Actions to take
1/ From the passage on communalist production, list every item in the parenthetical that the collaboration software would help coordinate knowledge of.
2/ Write the next paragraph of the passage on communalist production, starting after its final sentence about a post-scarcity economy.

Given passage

Additionally, computerization can assist assemblies and co-federations of assemblies with decentralized planning of production and distribution (through software with interactive open collaboration between groups and people to coordinate knowledge of ecological dynamics of areas, resources available, regeneration rates, overall needs, volunteers for specific activities or kinds of activities, specific production specific people or places need help with etc.). As opposed to production of things to be bought and sold, communalist production is planned based on the needs and desires of people. Production can be implemented by participatory councils within community assemblies and some of such implementation can be entirely automated or partially automated. Most unwanted mechanical labor CAN be automated, so in a fully developed communalist production process, it would be up to people to decide what automatable mechanical processes they want to automate. Some production would be done for library based access stations (where people can access items as personal possessions that rotate), and other production would be intended for personal possessions that don’t rotate (or at least don’t rotate at the rate of specific library goods). Production protocols can be agreed upon and changed as needed. Such an approach would aim towards a post scarcity economy.

Entries supplied

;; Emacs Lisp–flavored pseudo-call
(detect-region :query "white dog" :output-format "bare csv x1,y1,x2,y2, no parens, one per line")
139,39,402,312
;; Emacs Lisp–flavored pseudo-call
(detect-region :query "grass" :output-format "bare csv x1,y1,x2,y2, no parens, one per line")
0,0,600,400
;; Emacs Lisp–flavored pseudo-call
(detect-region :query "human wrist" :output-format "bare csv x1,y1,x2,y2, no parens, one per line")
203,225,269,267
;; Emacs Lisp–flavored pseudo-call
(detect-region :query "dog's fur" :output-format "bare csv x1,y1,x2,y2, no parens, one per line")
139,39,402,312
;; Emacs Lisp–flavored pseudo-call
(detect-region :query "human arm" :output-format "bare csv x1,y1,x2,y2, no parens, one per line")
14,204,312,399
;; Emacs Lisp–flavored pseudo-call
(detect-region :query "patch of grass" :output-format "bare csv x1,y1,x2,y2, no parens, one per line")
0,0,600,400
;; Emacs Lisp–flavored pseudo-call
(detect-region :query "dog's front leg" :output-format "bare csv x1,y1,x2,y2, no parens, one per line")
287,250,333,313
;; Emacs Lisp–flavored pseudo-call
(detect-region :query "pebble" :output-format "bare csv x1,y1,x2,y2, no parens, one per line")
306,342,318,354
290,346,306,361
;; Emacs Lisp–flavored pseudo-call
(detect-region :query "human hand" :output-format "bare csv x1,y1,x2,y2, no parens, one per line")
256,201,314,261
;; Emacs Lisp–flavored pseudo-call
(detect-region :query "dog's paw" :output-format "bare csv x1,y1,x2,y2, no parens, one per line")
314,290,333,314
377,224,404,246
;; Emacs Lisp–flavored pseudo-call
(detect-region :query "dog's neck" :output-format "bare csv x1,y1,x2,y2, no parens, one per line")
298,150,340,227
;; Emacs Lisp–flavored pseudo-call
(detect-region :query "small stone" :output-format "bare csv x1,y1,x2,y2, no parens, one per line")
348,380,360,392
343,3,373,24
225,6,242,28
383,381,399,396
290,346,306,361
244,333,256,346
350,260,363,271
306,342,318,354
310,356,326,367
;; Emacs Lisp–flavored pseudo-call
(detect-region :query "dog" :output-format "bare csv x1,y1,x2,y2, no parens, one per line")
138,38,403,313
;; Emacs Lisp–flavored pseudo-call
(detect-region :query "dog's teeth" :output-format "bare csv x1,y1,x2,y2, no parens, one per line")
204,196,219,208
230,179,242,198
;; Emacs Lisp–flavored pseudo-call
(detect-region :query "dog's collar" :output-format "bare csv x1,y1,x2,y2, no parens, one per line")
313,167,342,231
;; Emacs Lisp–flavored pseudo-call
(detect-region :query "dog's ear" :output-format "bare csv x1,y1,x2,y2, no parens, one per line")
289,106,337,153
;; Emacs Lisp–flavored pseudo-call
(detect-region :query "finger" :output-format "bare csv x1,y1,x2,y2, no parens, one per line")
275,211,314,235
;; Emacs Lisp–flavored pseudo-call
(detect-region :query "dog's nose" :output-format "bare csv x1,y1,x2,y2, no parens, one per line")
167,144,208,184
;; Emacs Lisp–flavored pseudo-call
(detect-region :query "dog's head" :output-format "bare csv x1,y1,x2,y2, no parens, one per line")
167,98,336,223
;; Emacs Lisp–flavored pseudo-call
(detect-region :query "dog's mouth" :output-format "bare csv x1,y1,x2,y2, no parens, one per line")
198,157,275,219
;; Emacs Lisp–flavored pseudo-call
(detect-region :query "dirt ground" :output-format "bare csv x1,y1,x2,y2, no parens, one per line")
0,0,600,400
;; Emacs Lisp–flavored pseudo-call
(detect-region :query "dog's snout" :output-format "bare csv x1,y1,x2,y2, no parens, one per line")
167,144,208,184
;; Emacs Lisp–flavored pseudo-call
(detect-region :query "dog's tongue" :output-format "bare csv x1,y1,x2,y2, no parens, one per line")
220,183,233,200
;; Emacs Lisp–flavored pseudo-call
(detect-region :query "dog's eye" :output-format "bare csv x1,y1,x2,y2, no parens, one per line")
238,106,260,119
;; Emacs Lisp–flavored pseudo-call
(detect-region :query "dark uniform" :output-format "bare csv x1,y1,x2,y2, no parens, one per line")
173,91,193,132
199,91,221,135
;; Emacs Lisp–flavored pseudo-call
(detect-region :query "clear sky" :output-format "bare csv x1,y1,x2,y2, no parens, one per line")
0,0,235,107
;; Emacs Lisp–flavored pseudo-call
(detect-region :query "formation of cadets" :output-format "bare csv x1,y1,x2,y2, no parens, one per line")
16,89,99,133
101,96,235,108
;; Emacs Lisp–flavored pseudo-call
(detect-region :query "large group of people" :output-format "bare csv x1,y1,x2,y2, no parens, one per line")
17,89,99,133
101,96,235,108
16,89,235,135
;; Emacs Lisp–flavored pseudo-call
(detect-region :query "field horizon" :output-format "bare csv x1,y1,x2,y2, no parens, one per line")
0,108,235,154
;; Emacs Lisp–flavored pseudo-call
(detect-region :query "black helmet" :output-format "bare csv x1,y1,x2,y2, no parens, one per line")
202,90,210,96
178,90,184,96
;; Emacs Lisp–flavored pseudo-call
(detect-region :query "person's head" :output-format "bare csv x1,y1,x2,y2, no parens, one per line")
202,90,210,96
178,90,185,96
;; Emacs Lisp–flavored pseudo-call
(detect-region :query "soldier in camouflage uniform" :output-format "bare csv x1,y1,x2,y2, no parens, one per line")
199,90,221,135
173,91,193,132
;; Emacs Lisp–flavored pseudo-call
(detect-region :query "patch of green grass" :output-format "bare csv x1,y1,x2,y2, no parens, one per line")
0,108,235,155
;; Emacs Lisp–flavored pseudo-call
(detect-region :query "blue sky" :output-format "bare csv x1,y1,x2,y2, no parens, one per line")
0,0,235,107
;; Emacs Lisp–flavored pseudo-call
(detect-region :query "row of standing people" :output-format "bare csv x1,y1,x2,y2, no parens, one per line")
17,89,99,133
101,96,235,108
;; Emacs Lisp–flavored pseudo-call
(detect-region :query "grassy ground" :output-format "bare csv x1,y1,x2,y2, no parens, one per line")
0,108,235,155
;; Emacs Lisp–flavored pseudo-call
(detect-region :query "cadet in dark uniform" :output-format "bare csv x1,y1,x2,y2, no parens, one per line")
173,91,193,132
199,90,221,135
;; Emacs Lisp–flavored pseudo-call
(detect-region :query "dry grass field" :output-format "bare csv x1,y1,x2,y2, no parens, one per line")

Expected answers
1/
- Ecological dynamics of areas
- Resources available
- Regeneration rates
- Overall needs
- Volunteers for specific activities or kinds of activities
- Specific production that specific people or places need help with

2/
A communalist society would have a justice system that is neither based on arbitrary nor centralized power. First and foremost, a communalist society is in favor of transforming underlying hierarchical conditions that are the biggest causes of abuse, unmet needs, violence, (Wilkinson and Pickett 2011) and other violations of what should be people’s freedoms. Additionally, the presence of solidaristic, free, and egalitarian institutions and social relations help to develop virtues in people that minimize such injustice and promote pro-social behavior (Usufruct Collective 2019). The best parts of and ways of doing transformative justice and restorative justice demonstrate a justice process based on group dialogue and agreed upon steps for moving forward in a way that stops harmful behaviors or transforms underlying causes of them. Although not universally successful, such approaches have less recidivism and higher victim satisfaction compared to punitive approaches (Latimer et al. 2005)– and do not come with all of the evils of prisons and cops, which include but are not limited to enforcing the biggest causes of violent behavior (overall inequality caused by class relations and hierarchies). Self defense and defense of others is another important part of liberatory conflict resolution: in dire scenarios, using self defense and defense of others is by far the most peaceful or otherwise ethical option compared to standing idly by and a whole array of other conflict resolution options. There would be non-hierarchical standards for institutions and justified defense as opposed to hierarchical rule and arbitrary rule. As confederations of good societies develop overtime, the root causes of unjust violence would dramatically diminish.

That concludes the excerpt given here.